● Task prompt
Beginning with the line that contains "Target: bear's eye", output each line below exactly through the last one, both included, and nothing else.

━━━━━ Information ━━━━━

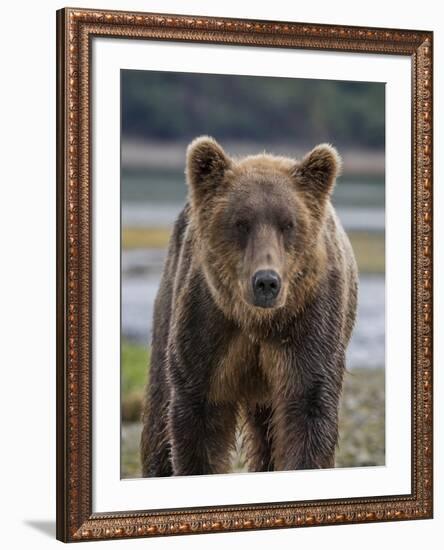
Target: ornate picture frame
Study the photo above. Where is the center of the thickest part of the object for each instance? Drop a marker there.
(76, 29)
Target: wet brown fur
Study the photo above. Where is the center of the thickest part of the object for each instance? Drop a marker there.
(217, 358)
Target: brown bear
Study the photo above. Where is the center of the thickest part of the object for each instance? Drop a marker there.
(254, 312)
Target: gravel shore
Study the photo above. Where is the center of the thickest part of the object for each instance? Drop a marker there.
(361, 427)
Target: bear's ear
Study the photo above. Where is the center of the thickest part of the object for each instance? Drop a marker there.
(206, 165)
(318, 170)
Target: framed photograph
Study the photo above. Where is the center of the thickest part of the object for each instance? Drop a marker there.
(244, 274)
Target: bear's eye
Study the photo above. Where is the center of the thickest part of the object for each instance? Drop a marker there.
(287, 225)
(243, 226)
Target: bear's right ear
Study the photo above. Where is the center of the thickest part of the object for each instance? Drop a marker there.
(206, 165)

━━━━━

● Result of this task
Target: bear's eye
Study the photo above. Where is the center of the thickest part of the object for each instance? Drop a marker there.
(287, 225)
(243, 226)
Target: bear's right ear
Study the photo above. Where is the center of the thickest part of the object for each instance? Drop a marker there.
(206, 165)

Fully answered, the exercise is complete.